* _目的 A_
沖縄の伝統工芸の歴史によると、琉球王国が初めて明に入貢したのは何年ですか。
* _目的 B_
沖縄の伝統工芸の歴史を述べた文章の続きを、最後の文の後から書き足してください。

沖縄の伝統工芸の歴史

沖縄は1879年の廃藩置県まで独立した琉球王国として、およそ1千年の歴史を有しています。天然資源をそれほど持たず、しかも多くの島々からなる琉球王国は、経済の基盤を広く海外に求めました。1372年に明に初めて入貢して以来、中国や日本・東南アジア諸国と積極的に交易を行い、それを通して、独特の工芸を作り上げてきました。

交易の最も栄えた14∼16世紀には喜名焼や知花焼のほか、漆器や紅型・織物などが飛躍的に発展しました。1609年の薩摩侵攻以後は中国の冊封使への対応が、工芸文化の芽となって次々と花開いていきました。貝摺奉行所の強化、薩摩経由の朝鮮陶器技法の導入、織物技術や漆器の加飾技法の伝来、中国での陶器技法の修得、知花、宝口、湧田窯の壷屋統合、織物の品質と図柄を統一する御絵図の考案など活発な動きが見られます。

* _提供情報_

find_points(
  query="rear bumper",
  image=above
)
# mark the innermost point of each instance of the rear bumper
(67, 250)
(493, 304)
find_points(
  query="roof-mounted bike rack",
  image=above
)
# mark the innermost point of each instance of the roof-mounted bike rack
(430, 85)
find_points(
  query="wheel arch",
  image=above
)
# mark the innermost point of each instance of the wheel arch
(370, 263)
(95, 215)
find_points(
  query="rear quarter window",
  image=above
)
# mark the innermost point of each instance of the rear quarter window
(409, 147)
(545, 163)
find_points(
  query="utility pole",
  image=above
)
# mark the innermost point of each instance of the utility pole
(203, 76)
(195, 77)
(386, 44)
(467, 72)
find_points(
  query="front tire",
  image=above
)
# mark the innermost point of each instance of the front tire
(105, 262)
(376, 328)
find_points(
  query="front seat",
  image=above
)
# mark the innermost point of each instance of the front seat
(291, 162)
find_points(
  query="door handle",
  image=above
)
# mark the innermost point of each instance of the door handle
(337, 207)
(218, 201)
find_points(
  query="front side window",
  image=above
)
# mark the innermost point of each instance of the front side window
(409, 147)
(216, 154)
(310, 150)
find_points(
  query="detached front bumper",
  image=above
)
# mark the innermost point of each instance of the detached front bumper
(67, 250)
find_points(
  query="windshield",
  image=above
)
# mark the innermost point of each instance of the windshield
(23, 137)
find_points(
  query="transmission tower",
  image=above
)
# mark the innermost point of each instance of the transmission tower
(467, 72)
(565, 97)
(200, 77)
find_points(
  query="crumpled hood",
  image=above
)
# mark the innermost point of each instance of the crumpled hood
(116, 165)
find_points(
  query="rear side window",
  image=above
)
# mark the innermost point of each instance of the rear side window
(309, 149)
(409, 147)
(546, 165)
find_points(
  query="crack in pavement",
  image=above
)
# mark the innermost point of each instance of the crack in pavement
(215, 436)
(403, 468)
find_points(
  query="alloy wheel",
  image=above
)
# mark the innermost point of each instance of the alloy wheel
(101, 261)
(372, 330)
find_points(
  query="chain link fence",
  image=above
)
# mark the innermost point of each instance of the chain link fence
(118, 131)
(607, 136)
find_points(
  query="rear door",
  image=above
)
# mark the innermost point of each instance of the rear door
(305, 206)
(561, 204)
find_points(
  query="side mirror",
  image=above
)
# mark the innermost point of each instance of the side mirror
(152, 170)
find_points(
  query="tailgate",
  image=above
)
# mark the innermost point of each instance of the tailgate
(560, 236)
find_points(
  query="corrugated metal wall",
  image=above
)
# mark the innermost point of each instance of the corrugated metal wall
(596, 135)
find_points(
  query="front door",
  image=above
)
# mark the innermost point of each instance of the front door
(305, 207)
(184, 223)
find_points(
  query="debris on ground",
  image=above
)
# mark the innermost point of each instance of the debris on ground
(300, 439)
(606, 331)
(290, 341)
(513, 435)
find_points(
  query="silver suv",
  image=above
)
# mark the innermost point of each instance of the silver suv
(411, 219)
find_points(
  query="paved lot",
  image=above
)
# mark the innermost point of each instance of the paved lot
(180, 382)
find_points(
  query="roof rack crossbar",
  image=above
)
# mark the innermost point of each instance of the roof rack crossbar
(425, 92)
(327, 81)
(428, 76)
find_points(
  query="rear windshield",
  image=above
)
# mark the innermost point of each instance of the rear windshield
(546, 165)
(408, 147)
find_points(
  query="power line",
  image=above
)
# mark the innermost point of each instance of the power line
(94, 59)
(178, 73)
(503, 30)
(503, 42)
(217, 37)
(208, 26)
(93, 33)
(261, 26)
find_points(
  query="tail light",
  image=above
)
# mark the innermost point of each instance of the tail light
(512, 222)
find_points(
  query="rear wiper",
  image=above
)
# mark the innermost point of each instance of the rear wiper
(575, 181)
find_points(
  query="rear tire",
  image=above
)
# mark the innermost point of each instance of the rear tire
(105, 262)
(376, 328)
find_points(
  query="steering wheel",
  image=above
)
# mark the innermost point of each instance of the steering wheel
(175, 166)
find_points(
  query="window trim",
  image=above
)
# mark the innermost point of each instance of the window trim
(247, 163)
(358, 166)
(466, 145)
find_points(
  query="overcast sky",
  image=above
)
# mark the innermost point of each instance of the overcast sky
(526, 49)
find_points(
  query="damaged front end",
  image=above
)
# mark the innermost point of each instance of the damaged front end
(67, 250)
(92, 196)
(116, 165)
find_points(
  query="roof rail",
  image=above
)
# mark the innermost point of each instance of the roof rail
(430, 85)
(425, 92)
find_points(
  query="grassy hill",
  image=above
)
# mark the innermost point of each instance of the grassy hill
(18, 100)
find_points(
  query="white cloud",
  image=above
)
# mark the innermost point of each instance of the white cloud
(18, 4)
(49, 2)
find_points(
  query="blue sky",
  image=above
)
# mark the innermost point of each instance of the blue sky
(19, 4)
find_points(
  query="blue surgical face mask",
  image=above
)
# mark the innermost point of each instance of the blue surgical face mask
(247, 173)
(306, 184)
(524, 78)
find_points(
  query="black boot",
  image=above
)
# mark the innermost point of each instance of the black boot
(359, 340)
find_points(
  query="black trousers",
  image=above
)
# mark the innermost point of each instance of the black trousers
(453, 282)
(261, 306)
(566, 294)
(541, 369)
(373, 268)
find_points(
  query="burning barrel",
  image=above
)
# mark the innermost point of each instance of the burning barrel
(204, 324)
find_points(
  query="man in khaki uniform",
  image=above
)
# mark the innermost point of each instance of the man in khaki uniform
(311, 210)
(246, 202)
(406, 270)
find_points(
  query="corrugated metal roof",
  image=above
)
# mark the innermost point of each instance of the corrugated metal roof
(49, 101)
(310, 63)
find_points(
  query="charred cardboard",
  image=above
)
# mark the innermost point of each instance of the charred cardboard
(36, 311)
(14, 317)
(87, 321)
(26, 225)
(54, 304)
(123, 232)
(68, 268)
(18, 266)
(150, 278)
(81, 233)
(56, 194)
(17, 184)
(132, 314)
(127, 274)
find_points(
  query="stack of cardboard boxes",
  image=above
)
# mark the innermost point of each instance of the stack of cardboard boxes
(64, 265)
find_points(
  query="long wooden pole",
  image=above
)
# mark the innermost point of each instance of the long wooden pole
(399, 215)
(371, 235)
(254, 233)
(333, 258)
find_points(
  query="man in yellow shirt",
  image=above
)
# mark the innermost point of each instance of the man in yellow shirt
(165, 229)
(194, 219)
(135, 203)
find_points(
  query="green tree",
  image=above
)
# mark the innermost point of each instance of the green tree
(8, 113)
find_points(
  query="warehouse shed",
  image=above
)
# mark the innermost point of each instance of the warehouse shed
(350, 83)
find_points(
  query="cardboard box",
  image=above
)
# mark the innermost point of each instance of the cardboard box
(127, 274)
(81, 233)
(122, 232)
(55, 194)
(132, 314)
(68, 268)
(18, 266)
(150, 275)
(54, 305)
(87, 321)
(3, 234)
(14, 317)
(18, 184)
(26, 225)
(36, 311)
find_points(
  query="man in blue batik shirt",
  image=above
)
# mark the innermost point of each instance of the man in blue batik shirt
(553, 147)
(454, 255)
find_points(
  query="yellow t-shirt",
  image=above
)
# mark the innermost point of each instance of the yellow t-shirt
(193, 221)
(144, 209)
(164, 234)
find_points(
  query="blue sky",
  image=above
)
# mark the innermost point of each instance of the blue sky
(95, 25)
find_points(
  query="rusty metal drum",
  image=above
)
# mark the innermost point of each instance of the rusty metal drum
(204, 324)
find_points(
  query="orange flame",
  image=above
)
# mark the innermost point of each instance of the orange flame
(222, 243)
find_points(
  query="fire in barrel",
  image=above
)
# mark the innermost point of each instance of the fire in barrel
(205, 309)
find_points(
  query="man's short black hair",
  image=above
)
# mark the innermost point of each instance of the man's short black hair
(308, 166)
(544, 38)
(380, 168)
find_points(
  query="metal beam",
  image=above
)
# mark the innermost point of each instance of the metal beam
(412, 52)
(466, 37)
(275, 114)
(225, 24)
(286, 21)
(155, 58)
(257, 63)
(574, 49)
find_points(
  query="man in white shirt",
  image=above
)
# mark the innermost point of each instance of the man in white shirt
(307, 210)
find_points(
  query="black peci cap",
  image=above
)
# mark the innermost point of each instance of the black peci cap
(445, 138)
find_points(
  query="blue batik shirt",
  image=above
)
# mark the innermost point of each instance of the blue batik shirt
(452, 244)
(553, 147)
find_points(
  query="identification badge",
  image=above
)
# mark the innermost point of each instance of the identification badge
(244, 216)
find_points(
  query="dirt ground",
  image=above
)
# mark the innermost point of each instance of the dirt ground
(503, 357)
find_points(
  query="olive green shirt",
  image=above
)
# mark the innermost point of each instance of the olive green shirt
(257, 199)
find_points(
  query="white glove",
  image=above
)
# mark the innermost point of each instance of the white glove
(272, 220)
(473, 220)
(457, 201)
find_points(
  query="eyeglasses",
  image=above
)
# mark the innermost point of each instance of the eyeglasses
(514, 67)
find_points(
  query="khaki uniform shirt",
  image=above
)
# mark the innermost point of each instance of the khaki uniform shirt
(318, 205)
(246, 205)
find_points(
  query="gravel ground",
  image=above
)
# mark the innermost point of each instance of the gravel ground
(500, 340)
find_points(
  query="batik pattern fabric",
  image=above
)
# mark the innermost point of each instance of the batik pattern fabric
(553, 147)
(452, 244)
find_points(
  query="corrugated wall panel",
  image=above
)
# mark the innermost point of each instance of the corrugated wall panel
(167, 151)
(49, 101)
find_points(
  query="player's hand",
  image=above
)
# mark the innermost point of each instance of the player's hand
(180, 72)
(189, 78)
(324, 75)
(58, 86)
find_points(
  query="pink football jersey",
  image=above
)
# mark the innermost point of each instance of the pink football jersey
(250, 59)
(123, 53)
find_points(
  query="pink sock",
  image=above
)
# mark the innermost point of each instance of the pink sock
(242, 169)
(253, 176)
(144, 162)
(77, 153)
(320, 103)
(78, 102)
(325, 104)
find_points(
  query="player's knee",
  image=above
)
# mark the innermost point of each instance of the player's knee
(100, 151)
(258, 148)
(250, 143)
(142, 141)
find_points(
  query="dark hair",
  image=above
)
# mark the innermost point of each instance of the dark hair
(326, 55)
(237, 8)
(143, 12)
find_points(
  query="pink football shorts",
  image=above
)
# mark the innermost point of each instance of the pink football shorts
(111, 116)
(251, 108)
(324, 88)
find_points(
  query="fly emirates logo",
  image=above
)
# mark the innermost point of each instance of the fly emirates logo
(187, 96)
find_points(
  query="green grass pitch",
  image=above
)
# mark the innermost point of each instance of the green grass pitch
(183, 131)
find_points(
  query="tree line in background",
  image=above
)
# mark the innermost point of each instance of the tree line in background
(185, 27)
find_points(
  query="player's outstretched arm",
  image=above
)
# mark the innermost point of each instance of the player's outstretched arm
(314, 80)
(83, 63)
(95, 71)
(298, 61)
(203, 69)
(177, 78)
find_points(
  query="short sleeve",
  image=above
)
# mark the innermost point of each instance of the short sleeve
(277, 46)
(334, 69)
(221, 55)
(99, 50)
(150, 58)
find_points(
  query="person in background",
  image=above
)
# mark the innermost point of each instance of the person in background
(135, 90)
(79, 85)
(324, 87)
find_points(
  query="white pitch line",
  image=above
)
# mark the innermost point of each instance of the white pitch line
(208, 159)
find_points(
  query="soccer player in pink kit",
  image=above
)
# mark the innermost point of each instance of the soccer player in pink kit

* _記述回答 A_
1372年です。

* _記述回答 B_
先人の努力によって発展してきた工芸も、1879年の廃藩置県によって大きく変化します。貝摺奉行所のもと多様な技術を誇った漆器は、民営化によって重厚さと華やかさが乏しくなり、陶器も移入陶磁器との競争で大きな打撃を受けました。また織物は技術の良さと一般の需要に支えられて影響は少なかったものの、特定の人々を対象としてきた紅型は次第に衰退していきました。

沖縄県はこうした工芸産業の振興を図るため、昭和22年に工業指導所を設置し、県外の専門家を招いて指導を開始しました。その結果、漆器は斬新なデザインで県外市場に進出し、織物も好調に推移、陶器や紅型も一応の成果を上げました。しかし、それも今次大戦により全滅し、戦後はゼロから出発しました。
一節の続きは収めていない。